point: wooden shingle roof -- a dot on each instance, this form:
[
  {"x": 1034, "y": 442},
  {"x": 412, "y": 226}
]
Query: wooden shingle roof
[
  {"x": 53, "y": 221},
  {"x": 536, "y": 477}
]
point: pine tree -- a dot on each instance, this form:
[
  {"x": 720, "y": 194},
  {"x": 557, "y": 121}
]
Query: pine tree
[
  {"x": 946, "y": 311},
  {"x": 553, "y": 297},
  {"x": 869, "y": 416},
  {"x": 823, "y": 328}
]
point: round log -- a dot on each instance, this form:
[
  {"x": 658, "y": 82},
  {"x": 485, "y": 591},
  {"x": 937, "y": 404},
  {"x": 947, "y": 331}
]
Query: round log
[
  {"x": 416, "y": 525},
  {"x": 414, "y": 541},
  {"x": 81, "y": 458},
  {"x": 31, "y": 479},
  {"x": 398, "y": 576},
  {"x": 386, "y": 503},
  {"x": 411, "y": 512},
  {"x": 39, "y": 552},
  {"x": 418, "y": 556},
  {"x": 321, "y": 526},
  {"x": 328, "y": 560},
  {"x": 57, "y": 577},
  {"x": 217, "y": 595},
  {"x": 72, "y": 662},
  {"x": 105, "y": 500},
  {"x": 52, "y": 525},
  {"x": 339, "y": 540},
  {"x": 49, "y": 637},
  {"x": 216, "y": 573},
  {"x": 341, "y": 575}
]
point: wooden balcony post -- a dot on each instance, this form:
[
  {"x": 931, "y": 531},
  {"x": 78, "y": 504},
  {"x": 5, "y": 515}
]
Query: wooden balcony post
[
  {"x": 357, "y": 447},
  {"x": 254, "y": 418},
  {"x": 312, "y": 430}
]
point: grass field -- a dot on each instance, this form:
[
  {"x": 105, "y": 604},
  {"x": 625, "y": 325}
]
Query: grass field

## DIRECTION
Output the lines of the records above as a numbered list, starting at the line that contains "point: wooden balcony" and ending at the last line of the records, both included. Leave out blank lines.

## FINISHED ANSWER
1. point: wooden balcony post -- a dot on each instance, this form:
2. [
3.   {"x": 931, "y": 531},
4.   {"x": 78, "y": 504},
5.   {"x": 5, "y": 515}
6. ]
7. Query: wooden balcony post
8. [
9.   {"x": 357, "y": 447},
10.   {"x": 254, "y": 418},
11.   {"x": 312, "y": 430}
12. ]
13. point: grass field -- a dot on each instance, this form:
14. [
15.   {"x": 105, "y": 604},
16.   {"x": 625, "y": 325}
17. ]
18. Query: grass field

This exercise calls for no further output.